> WHAT YOU WILL DO
Quote the passage from the article about the Red Hen Baking Co. waiting shelter that opens with the words containing "The Red Hen" and closes with "an outdoor space.".

> SOURCE DOCUMENT
-- Opening Marker --
Customers wait outside Hunger Mountain Coop in Montpelier last year when social distancing was enforced before vaccines were available. Photo by Olivia White
Restaurants, cafes, and grocery stores have adapted their businesses to the pandemic by offering curbside pickup and takeout. But having those options create lines — sometimes long lines — of customers waiting outside. Now that the days are getting colder, what are businesses doing to keep their customers out of cold weather? At Red Hen Baking Co. in Middlesex, their answer to that problem was to build a waiting shelter.
“I call this our wooden tent,” said Red Hen owner Randy George while gesturing to the large structure attached to the side of the cafe. On Wednesday at noon, there were about 15 people waiting in the shelter to pick up orders of fresh loaves, coffees, and sandwiches. “It’s the next stage in this evolution,” George said.
The first stage in the evolution began back in April, when the cafe decided to install service windows so that they could offer curbside pickup and to-go ordering. So far, this model has been rather successful, taking in 80 to 90 percent of last year’s sales in breakfast and lunch items.
The Red Hen Baking Co. in Middlesex, Vermont anticipated customers getting cold this fall and built a warming shelter outside the takeout counter. Photo by Carla Occaso
By September, with the weather getting colder and the coronavirus going nowhere, the need for a shelter became apparent. The challenge in planning such a structure was ensuring that it provided adequate protection from the elements while also allowing enough space and air for people to socially distance. The structure was built with wide and open entrances and slats at the top and bottom. George said that there is enough airflow for it to be considered an outdoor space.
-- Closing Marker --
> RECORD EXCERPTS
-- Opening Marker --
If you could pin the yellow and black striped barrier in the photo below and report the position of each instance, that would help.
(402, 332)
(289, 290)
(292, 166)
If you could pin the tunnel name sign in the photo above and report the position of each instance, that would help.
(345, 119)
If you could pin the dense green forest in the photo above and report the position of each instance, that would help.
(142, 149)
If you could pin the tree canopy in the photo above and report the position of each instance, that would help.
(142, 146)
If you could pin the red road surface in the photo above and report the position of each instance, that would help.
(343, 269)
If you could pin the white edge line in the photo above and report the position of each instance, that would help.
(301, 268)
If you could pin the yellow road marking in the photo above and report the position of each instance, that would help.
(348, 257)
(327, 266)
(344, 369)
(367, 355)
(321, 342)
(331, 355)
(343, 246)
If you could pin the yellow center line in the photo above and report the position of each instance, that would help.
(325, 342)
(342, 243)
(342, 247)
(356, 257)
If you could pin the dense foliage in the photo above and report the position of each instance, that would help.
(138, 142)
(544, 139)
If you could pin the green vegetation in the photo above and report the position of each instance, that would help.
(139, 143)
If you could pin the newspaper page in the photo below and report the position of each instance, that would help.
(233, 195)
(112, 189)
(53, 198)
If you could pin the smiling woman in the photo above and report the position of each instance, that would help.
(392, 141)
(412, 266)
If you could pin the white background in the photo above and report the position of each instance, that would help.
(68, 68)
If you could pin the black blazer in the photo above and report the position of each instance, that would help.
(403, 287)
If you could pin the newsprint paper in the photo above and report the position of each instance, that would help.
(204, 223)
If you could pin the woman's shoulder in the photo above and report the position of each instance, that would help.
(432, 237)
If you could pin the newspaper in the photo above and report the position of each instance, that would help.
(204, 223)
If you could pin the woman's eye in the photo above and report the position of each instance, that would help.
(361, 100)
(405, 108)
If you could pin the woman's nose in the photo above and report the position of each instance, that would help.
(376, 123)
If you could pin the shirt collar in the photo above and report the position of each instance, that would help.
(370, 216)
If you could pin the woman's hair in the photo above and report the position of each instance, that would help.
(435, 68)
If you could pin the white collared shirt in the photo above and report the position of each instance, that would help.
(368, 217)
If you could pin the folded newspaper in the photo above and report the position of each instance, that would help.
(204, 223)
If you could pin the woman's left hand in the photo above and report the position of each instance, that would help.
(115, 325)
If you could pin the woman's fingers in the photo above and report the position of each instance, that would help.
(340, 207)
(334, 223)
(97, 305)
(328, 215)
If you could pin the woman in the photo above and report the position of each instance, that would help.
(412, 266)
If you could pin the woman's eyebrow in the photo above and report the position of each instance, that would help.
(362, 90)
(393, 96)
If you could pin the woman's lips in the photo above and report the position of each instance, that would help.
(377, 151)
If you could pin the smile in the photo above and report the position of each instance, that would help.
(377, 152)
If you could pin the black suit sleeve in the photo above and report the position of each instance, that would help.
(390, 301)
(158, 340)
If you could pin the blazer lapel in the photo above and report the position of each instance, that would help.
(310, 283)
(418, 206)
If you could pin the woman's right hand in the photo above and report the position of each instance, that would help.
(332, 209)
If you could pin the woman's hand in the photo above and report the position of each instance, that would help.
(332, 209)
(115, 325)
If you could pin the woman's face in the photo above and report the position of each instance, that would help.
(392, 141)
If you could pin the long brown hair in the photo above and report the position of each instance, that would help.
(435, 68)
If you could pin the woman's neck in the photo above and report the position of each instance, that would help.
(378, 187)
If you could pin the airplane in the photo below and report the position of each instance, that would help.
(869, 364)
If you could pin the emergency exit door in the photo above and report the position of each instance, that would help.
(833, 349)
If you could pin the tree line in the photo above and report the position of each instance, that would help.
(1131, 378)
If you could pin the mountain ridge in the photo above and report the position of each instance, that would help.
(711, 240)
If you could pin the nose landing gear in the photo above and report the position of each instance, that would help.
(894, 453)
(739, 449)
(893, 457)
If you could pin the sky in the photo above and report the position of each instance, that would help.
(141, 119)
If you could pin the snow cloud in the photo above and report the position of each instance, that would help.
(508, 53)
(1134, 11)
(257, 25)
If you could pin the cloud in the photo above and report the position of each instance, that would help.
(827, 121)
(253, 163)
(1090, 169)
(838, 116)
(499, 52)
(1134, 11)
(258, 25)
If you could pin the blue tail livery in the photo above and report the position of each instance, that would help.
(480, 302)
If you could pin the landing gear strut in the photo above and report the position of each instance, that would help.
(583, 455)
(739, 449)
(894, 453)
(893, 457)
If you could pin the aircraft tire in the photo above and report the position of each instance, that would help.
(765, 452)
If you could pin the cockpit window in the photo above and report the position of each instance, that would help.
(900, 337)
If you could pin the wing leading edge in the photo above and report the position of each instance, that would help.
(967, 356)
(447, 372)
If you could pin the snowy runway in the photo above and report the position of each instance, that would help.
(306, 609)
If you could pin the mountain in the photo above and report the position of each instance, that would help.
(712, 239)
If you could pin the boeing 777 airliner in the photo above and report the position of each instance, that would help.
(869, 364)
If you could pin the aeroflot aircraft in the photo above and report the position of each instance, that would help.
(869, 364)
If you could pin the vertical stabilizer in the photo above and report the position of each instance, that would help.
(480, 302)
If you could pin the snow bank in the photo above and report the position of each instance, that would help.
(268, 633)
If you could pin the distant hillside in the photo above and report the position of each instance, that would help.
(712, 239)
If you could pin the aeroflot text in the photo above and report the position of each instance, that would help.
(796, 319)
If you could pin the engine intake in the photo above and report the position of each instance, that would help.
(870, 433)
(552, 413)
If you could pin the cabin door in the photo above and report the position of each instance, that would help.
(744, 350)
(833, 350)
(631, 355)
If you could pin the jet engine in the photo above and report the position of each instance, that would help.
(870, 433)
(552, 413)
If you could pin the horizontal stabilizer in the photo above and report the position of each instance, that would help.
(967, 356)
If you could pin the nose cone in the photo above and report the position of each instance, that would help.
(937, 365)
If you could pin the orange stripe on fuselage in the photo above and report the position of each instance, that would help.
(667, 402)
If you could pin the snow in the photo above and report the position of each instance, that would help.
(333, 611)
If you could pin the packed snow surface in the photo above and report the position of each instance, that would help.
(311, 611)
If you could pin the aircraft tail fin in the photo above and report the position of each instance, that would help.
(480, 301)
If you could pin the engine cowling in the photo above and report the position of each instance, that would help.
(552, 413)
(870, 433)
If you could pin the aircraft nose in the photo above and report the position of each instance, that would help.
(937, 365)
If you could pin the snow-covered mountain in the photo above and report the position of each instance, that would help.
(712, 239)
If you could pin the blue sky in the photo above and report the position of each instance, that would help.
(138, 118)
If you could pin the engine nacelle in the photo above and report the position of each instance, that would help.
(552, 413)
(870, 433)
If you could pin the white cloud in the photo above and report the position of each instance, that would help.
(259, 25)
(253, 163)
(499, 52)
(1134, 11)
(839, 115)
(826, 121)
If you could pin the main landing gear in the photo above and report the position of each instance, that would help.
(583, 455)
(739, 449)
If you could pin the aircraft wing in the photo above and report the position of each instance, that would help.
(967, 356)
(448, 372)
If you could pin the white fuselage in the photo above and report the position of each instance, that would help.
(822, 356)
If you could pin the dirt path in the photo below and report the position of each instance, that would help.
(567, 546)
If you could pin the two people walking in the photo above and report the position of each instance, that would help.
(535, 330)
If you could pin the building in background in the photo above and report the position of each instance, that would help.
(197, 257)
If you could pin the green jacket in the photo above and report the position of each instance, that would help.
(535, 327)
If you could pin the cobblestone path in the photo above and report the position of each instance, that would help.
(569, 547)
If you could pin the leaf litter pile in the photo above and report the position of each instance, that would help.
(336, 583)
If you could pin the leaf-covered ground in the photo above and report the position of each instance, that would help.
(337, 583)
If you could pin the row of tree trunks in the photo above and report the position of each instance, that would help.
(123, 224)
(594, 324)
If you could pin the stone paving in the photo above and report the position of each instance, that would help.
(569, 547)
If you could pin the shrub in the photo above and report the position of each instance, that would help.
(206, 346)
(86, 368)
-- Closing Marker --
> EXERCISE OUTPUT
The Red Hen Baking Co. in Middlesex, Vermont anticipated customers getting cold this fall and built a warming shelter outside the takeout counter. Photo by Carla Occaso
By September, with the weather getting colder and the coronavirus going nowhere, the need for a shelter became apparent. The challenge in planning such a structure was ensuring that it provided adequate protection from the elements while also allowing enough space and air for people to socially distance. The structure was built with wide and open entrances and slats at the top and bottom. George said that there is enough airflow for it to be considered an outdoor space.